EXERCISE PROMPT: Update the items from the line with "Each instance receives one point. Annotate the bird's" through the end of the items, replacing "sandy ground" with "loose sand" and keeping everything else unchanged.

SOURCE RECORDS:

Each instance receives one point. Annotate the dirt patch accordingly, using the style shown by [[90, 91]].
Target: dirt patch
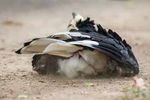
[[17, 80]]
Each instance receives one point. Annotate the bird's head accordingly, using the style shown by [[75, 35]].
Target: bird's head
[[75, 19]]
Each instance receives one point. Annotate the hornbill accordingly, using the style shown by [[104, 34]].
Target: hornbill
[[86, 49]]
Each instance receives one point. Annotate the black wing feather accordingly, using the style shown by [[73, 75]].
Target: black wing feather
[[110, 43]]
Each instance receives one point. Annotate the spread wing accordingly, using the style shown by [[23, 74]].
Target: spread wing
[[65, 44]]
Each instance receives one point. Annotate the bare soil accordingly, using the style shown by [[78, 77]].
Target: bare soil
[[22, 20]]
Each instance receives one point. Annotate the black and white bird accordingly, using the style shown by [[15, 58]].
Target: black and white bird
[[85, 49]]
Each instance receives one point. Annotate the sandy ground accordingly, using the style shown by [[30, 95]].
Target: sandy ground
[[22, 20]]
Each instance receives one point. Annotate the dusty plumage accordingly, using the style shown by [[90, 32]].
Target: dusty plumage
[[85, 49]]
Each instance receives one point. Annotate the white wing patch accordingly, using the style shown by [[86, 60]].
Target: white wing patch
[[87, 43]]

SOLUTION BELOW:
Each instance receives one point. Annotate the bird's head accordingly, using the style shown by [[75, 35]].
Target: bird's head
[[75, 19]]
Each instance receives one point. Annotate the hornbill accordingly, using the style shown by [[104, 34]].
Target: hornbill
[[86, 49]]
Each instance receives one point. Annotate the black wing feather accordingly, using the style shown by [[73, 75]].
Target: black wing feather
[[110, 43]]
Each instance receives one point. Annotate the spread wing accordingly, using the style shown by [[23, 74]].
Target: spread wing
[[65, 44]]
Each instance receives one point. Annotate the bare soil accordingly, using the style shown by [[78, 77]].
Target: bare soil
[[22, 20]]
Each instance receives one point. Annotate the black and white bird accordingly, using the style shown by [[15, 58]].
Target: black and white bird
[[85, 49]]
Each instance receives one point. Annotate the loose sand accordingly, using the style shown by [[30, 95]].
Target: loose sand
[[22, 20]]
Each instance receives one point. Annotate the dusty plumage accordingly, using the style shown by [[90, 32]].
Target: dusty plumage
[[85, 49]]
Each instance receives one point. Annotate the white wing patch accordingly, using the style shown by [[86, 60]].
Target: white wing patch
[[87, 43]]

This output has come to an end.